What you will do
1. Please repeat a passage from the autism grant article word for word, beginning at the words that have "AIMS-2-Trials will be" and stopping after "developing new therapies.".
2. Give the full name of every person named in the autism grant article.

Selected text
Research consortium involving Trinity has received world’s largest autism grant

AIMS-2-Trials will create the first European clinical trials network for autism

A €115 million grant has been awarded by the Innovative Medicines Initiative Psychology & Neuroscience (IoPPN) to an international consortium consisting of Trinity and 47 other universities and research organisations. The grant, Autism Innovative Medicine Studies-2-Trials (AIMS-2-Trials), is led by King’s College London.

AIMS-2-Trials will be the first clinical trials network for autism based on Europe. The team also consists of autism charities and government agencies, ensuring that the feedback of those directly affected by autism is considered when developing new therapies.

It is hoped that AIMS-2-Trials will lead to a better understanding of autism through research and the testing of new therapies. The focus of the study will be on discovering why certain autistic people develop secondary complications. Dr James Cusack, Director of Science at Autistica, UK’S autism research charity, explains: “Autistic people deserve an equal right to a long, healthy happy life.  To deliver on that vision, we’re working together to understand why autistic people are different from each other.”

The team will be taking a precision medicine approach that will tailor therapies to the patient. This involves creating tests that will predict how the patient progresses throughout the therapy, as well as monitoring their likelihood of developing additional mental health problems.

Trinity has welcomed its involvement with the consortium, with Professor of Child and Adolescent Psychiatry, Louise Gallagher, saying: “Our inclusion in this programme recognises the strength of autism research in Ireland and the contribution that Irish autistic people, their families and advocates, researchers and Irish funding agencies have made to autism research over the years.”

Trinity’s research will be focusing on the genetic changes associated with autism. The team aims to find biomarkers in the genetic makeup of individuals who has deletions in their genes that are specifically involved in the structure and function of brain cells.

Danielle Olavario

Danielle Olavario is a former SciTech Editor of Trinity News. She is a Microbiology graduate.

Listed entries
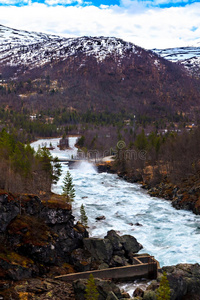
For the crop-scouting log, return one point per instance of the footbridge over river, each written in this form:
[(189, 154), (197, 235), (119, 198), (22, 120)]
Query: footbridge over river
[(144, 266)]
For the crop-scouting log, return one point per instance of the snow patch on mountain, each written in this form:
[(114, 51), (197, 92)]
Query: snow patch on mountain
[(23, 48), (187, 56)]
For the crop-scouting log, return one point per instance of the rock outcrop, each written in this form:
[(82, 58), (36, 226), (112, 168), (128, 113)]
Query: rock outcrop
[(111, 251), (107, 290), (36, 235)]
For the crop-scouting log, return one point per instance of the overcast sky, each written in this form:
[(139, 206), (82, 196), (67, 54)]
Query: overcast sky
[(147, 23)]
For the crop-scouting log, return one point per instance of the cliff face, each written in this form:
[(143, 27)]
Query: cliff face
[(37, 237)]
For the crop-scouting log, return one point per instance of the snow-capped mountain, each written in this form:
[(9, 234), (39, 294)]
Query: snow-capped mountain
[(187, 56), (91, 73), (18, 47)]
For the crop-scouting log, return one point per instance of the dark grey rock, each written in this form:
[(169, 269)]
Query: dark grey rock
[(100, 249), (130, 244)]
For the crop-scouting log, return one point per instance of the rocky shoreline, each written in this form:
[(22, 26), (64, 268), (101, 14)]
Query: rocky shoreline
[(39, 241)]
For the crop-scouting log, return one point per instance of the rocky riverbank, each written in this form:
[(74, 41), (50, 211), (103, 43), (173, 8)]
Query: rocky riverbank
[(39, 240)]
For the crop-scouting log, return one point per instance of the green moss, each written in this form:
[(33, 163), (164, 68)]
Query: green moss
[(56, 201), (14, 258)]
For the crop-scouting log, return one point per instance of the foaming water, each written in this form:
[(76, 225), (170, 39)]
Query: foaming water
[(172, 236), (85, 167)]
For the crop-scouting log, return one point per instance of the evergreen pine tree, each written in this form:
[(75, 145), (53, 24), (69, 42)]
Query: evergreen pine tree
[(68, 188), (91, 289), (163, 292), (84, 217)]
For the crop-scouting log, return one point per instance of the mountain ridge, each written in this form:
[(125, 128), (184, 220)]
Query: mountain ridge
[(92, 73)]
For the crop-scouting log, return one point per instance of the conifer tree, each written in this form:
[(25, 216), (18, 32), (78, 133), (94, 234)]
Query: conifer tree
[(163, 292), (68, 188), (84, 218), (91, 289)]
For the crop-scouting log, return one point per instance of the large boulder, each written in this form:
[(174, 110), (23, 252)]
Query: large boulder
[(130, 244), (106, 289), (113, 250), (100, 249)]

Results for each task
1.
AIMS-2-Trials will be the first clinical trials network for autism based on Europe. The team also consists of autism charities and government agencies, ensuring that the feedback of those directly affected by autism is considered when developing new therapies.

2.
James Cusack
Louise Gallagher
Danielle Olavario